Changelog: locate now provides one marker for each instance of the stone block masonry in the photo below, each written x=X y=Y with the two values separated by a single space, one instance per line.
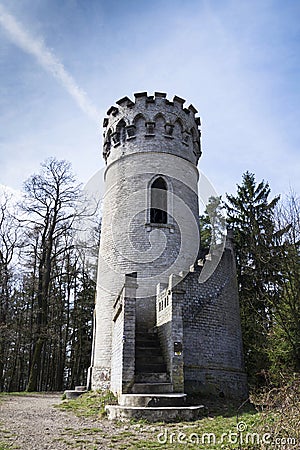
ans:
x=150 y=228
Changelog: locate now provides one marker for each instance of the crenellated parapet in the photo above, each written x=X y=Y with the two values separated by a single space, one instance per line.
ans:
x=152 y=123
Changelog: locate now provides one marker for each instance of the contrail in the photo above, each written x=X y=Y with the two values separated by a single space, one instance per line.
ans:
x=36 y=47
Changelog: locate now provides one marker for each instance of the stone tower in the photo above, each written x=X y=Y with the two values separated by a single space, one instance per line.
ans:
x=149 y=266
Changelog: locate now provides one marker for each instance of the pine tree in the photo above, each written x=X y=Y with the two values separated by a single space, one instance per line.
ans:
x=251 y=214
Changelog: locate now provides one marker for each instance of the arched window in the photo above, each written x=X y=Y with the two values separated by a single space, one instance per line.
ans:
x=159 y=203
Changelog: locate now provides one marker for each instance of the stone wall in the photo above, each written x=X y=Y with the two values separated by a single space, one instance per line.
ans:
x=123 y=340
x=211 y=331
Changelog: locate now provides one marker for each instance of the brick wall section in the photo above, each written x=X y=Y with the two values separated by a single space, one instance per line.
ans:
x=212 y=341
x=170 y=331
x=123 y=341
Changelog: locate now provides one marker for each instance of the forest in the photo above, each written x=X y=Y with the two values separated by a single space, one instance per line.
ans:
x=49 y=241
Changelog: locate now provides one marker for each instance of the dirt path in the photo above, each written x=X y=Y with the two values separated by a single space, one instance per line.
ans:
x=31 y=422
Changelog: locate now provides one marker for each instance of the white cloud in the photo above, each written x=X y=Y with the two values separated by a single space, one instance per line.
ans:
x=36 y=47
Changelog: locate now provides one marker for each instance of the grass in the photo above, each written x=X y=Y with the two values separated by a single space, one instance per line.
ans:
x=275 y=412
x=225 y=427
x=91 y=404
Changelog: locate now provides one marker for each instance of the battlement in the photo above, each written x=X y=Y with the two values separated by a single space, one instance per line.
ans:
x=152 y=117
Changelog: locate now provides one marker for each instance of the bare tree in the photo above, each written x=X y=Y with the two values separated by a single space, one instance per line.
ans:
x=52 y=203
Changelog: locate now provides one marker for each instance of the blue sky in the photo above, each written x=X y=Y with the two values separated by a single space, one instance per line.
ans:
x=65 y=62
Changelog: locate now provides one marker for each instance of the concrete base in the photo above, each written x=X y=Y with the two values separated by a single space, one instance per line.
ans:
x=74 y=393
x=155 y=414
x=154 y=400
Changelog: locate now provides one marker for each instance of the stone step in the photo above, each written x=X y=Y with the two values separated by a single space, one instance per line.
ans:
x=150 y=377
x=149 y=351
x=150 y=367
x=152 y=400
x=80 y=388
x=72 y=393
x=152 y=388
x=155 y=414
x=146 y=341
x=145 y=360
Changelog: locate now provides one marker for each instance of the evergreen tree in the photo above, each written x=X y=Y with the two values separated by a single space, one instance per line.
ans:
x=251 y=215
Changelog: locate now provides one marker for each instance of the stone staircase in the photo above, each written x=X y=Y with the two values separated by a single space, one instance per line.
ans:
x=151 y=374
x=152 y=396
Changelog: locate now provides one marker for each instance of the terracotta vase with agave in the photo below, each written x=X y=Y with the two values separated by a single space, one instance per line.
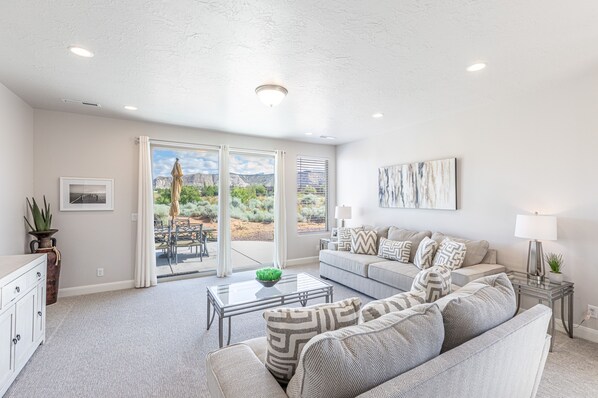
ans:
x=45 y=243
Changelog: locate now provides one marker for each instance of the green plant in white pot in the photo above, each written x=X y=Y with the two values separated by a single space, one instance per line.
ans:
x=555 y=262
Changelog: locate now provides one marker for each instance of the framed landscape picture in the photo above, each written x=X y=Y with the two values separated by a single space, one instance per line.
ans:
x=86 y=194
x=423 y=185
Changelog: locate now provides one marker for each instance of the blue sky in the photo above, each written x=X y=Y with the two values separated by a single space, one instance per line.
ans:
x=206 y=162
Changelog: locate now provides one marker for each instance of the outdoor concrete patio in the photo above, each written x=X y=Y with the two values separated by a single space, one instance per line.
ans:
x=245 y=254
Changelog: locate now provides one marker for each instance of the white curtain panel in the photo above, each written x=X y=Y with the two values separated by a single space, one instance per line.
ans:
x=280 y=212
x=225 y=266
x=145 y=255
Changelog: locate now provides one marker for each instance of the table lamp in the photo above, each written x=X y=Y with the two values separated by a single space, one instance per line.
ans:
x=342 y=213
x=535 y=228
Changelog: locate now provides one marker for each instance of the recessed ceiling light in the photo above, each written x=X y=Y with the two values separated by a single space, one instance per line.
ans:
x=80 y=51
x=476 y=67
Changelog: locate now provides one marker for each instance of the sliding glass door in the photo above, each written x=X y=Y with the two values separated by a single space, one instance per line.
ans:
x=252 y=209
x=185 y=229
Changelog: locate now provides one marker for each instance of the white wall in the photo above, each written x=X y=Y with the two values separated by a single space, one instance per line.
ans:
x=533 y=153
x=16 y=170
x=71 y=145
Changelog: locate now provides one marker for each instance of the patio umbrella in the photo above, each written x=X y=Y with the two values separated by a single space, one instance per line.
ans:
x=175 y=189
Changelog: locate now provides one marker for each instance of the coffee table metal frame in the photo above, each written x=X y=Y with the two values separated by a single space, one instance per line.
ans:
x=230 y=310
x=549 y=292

# Directions for this task
Arrange the entire listing above as a numbered list. Leave out blank lines and the pictures.

# Finished exercise
1. Changelog: locate now provides one marker for each instance of the stone block masonry in the photo below, each written x=X y=Y with the two values separated by a single space, one instance per line.
2. ans:
3. x=150 y=228
4. Changelog: locate now provides one marker for each instance of the crenellated parapet in the photo above, each written x=X y=Y with the two values separated by a single space, one instance per line.
5. ans:
6. x=152 y=123
7. Changelog: locate now provides one marker for each instance of the contrail in the photo above, each written x=X y=Y with the two values separated by a single space, one instance per line.
8. ans:
9. x=36 y=47
10. Changelog: locate now provides one marker for each instance of the stone tower in the photo above, each written x=X y=Y with the two values separated by a single space, one instance per line.
11. ans:
12. x=149 y=266
13. Changelog: locate now provides one marker for each instance of the pine tree in the photo above, each written x=X y=Y with the two values separated by a single space, one instance per line.
14. ans:
15. x=251 y=214
16. Changelog: locate now provides one marker for each instance of the arched window in the photo above, each written x=X y=Y with the two values separated by a single space, one instance per line.
17. ans:
18. x=159 y=203
19. Changelog: locate now provides one marker for each instance of the stone wall in the photo above, each written x=X y=Y with the two values separated by a single space, one instance per line.
20. ans:
21. x=123 y=340
22. x=211 y=331
23. Changelog: locate now provides one marker for each instance of the brick wall section in the photo above, each written x=X y=Y with the two values separated by a single space, one instance per line.
24. ans:
25. x=212 y=341
26. x=170 y=331
27. x=123 y=341
28. Changelog: locate now provides one marker for each instance of the forest in the photo above, each written x=X y=Y with the two values separated by a single space, one instance per line.
29. ans:
30. x=49 y=241
31. Changelog: locate now provides one marker for each instance of the dirt path in the photo above, each written x=X y=Y with the two values separated by a single space, one instance per line.
32. ans:
33. x=31 y=422
34. Changelog: locate now provides one marker for each instance of the white cloud in the photo above, each written x=X y=Y with the two values separated by a single space, one instance per line.
35. ans:
36. x=36 y=47
37. Changelog: locate now provides one marker for each instance of the grass in the photo above, each written x=X y=Y with the two values separated by a single space, one instance per line.
38. ans:
39. x=275 y=412
40. x=225 y=427
41. x=91 y=404
42. Changelog: locate now provides one marker for each instance of the battlement in the photo above, each written x=X y=Y with the two values separated by a single space, one instance per line.
43. ans:
44. x=152 y=117
45. Changelog: locate now provides one marker for each instance of the bare tree in the photo above, each written x=X y=Y with the two values separated by a single space, one instance per line.
46. ans:
47. x=52 y=203
48. Changelog: locate now provides one marker for each instance of the blue sky in the photo above, each written x=X y=Y with the two values separated by a single space, one instance per line.
49. ans:
50. x=65 y=62
51. Changelog: locate now provides one marker for each instance of the concrete base in the photo above, each written x=X y=Y with the two values separated by a single space, one instance per line.
52. ans:
53. x=74 y=393
54. x=155 y=414
55. x=154 y=400
56. Changelog: locate now provides one marker for each instance of the stone step in the photo above, each written x=X y=Y with the two values separated by a single space, one instance per line.
57. ans:
58. x=150 y=377
59. x=149 y=351
60. x=150 y=367
61. x=152 y=400
62. x=80 y=388
63. x=72 y=393
64. x=152 y=388
65. x=155 y=414
66. x=146 y=341
67. x=145 y=360
68. Changelog: locate now provides one marker for each instance of the evergreen tree in the photo above, each written x=X y=Y with the two values separated by a single space, one instance per line.
69. ans:
70. x=251 y=215
71. Changelog: locate now provides one marker for each instance of the stone staircase in the photo above, each written x=X y=Y with the two values separated by a single space, one instance per line.
72. ans:
73. x=151 y=374
74. x=152 y=396
75. Changelog: locate now provides one marker for each instance of the terracotta vase with agave in the photo below, each written x=X y=Y with the two values separated by a single space, one instance per line.
76. ans:
77. x=45 y=243
78. Changelog: locate now provides one marker for each instance of the green plant in white pot in the photo above, each written x=X y=Y with the two values separated by a single space, one instance per line.
79. ans:
80. x=555 y=262
81. Changelog: locate now provides one marker for each instance of the framed landscape picture in the photo above, each written x=X y=Y with the two values separated by a single space, one instance per line.
82. ans:
83. x=86 y=194
84. x=423 y=185
85. Changelog: locate now provides one marker for each instance of the blue sky in the photo above, each written x=X y=Y with the two values separated by a single space, one instance per line.
86. ans:
87. x=206 y=162
88. Changelog: locate now provides one marker for each instance of the outdoor concrete patio in the photo above, each written x=X y=Y with the two values separated by a single space, one instance per line.
89. ans:
90. x=245 y=254
91. Changelog: locate now provides one marker for each instance of the white curtain panel in the photo above, each written x=X y=Y with the two values separated by a single space, one instance per line.
92. ans:
93. x=280 y=212
94. x=225 y=266
95. x=145 y=255
96. Changelog: locate now provides one marker for each instance of the table lamp in the photo above, each written x=X y=Y with the two values separated by a single space, one instance per line.
97. ans:
98. x=342 y=213
99. x=535 y=228
100. Changelog: locate now provides one marker for each instance of the recessed ceiling light in the photo above, each written x=X y=Y with the two values separated by a single space, one instance per line.
101. ans:
102. x=80 y=51
103. x=476 y=67
104. Changelog: locate now provides one marker for each instance of the sliding glass door in the photo above, each written x=X y=Y with the two values separated by a single space, one instance per line.
105. ans:
106. x=252 y=209
107. x=185 y=229
108. Changelog: locate now provides one marker for each instance of the white wall in the photo above, each written x=X y=Y with the two values separated by a single space, one instance per line.
109. ans:
110. x=533 y=153
111. x=16 y=170
112. x=71 y=145
113. Changelog: locate now provides one marker for each instance of the patio umbrella in the photo above, each written x=X y=Y with the two values separated by a single space, one instance per line.
114. ans:
115. x=175 y=189
116. Changelog: locate now provides one marker for each instance of the coffee table metal frame in the photo above, each written x=X y=Y with the two values separated by a single space, one instance per line.
117. ans:
118. x=230 y=310
119. x=549 y=292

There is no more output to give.